As políticas internacionais de incentivo ao trabalho das pessoas com deficiência, que lutam por essa razão em desvantagem, em países como Portugal, Espanha, França, Itália, Irlanda, Holanda, Reino Unido, Argentina, Peru, EEUU, Japão, China, dentre outros, envolvem providências que vão desde a reserva obrigatória de vagas até incentivos fiscais e contribuições empresariais em favor de fundos públicos destinados ao custeio de programas de formação profissional, no âmbito público e privado, objetivando, justamente, à compensação das limitações desses grupamentos sociais, os quais não podem se manter à margem do socius. Aliás, lembra Sebastião Geraldo de Oliveira que, de acordo com a Organização Mundial de Saúde (OMS), uma dentre dez pessoas no mundo apresenta algum tipo de limitação para a prática dos atos de sua vida civil, inclusive para as questões relativas à empregabilidade. (Oliveira, Sebastião Geraldo de [2011]: Proteção jurídica à saúde do trabalhador. 6ª edição. LTr. São Paulo, p. 161).

E constata, mais adiante, que a pessoa com deficiência costuma ser discriminada antes mesmo de pensar em inserir-se no mercado de trabalho. Diz o autor: Apesar dos notáveis progressos ocorridos, na maioria das vezes ele não tem formação adequada às suas limitações, não dispõe de condução acessível para se locomover, não conta com edifícios de fácil acesso, não desperta a simpatia nos entrevistadores; ao contrário, muitas vezes suscita rejeição. Até o papel artístico numa telenovela ou filme é representado por atores sem deficiência que se esforçam para exibir a deficiência que não possuem…(op. cit., p. 393)

Parece evidente que o fenômeno sinaliza para um quadro cronificado de discriminações, sempre odiosas, conforme o que está prescrito na Convenção Interamericana para a Eliminação de Todas as Formas de Discriminação contra as Pessoas Portadoras de Deficiência (leia-se Pessoas com Deficiência), ratificada pelo Brasil, nos termos do Decreto 3.959, de 08 de outubro de 2001, e pela qual foi definido que discriminar, em síntese: …significa toda diferenciação, exclusão ou restrição baseada em deficiência, antecedente de deficiência, conseqüência de deficiência anterior ou percepção de deficiência presente ou passada, que tenha o efeito ou propósito de impedir ou anular o reconhecimento, gozo ou exercício por parte as pessoas portadoras de deficiência de seus direitos humanos e suas liberdades fundamentais.
★ ★ ★ ★ ★ ★ ★
▶ [Tarefa proposta 1]
No trecho sobre o trabalho das pessoas com deficiência, que proporção da população mundial apresenta algum tipo de limitação, segundo a Organização Mundial de Saúde?
▶ [Tarefa proposta 2]
Retome o trecho sobre o trabalho das pessoas com deficiência e dê continuidade a ele a partir da última frase apresentada.

▶ [Amostra dos dados]
★ ★ ★ ★ ★ ★ ★
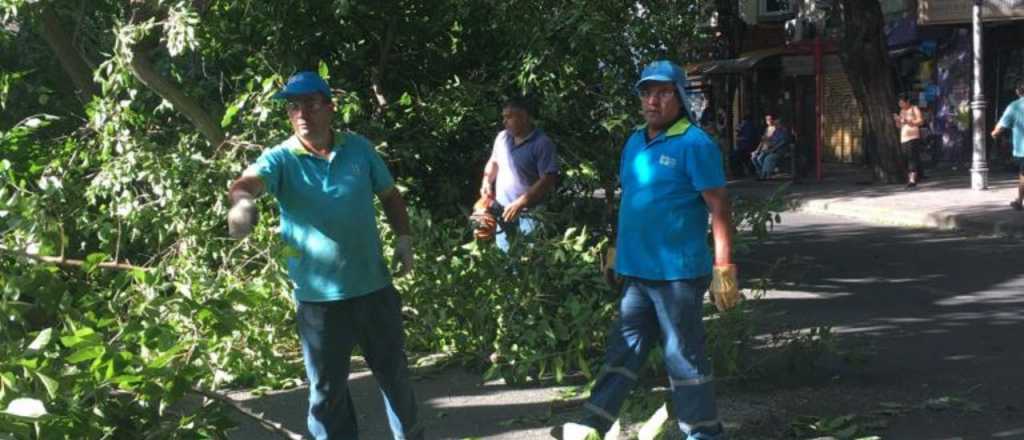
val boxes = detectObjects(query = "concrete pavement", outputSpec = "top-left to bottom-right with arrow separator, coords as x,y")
729,165 -> 1024,237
★ ★ ★ ★ ★ ★ ★
▶ [Resposta esperada 1]
Uma dentre dez pessoas no mundo.

▶ [Resposta esperada 2]
Além disso, segundo esclarece o ministro Joaquim Barbosa Gomes, do Supremo Tribunal Federal, em obra tida como referência na bibliografia nacional especializada, as ações afirmativas, em um primeiro momento, instigaram e encorajaram as autoridades públicas, sem as obrigar, a tomar decisões em prol de grupos flagrantemente excluídos, considerando a raça, cor, sexo e origem nacional das pessoas, fatores que, até então, consideravam-se irrelevantes. A pressão organizada desses grupos evidenciou as injustiças e impulsionou o estímulo a políticas públicas compensatórias de acesso à educação e ao mercado de trabalho. Nas décadas de 1960 e 1970, diante da constatação da inoperância das normas de mera instigação, e tendo em conta o aumento da pressão dos grupos discriminados, adotaram-se cotas rígidas, obrigatórias, que vieram a compor nas escolas, no mercado de trabalho e em outros setores da vida social um quadro mais representativo da diversidade dos povos. (Gomes, Joaquim Barbosa [2001]: Ação afirmativa & princípio constitucional da igualdade: o direito como instrumento de transformação social. A experiência dos EUA. Renovar. Rio de Janeiro, pp. 35,38.)

Dessa forma, o artigo 93 da Lei 8.213/91, ao fixar, para as empresas com cem ou mais empregados, o percentual de 2% a 5% de contratação obrigatória de pessoas com deficiências habilitadas, ou reabilitadas, está a exercer ação afirmativa decorrente de lei, e cuja implementação depende das próprias empresas, muito embora sob estreita e rigorosa fiscalização dos órgãos do Estado. Trata-se de implementar uma iniciativa de combinação de esforços entre o Estado e a sociedade civil. As cotas são, hodiernamente, uma ferramenta necessária à elevação dos vulneráveis sociais, a exemplo do que sucede com as pessoas com deficiência, cujos potenciais são comumente negligenciados pelos fatores de mercado, não raramente orientados por espectros preconceituosos que materializam discriminações de diversos matizes e frustram a produtividade da sociedade como um todo por óbvias razões idiopáticas.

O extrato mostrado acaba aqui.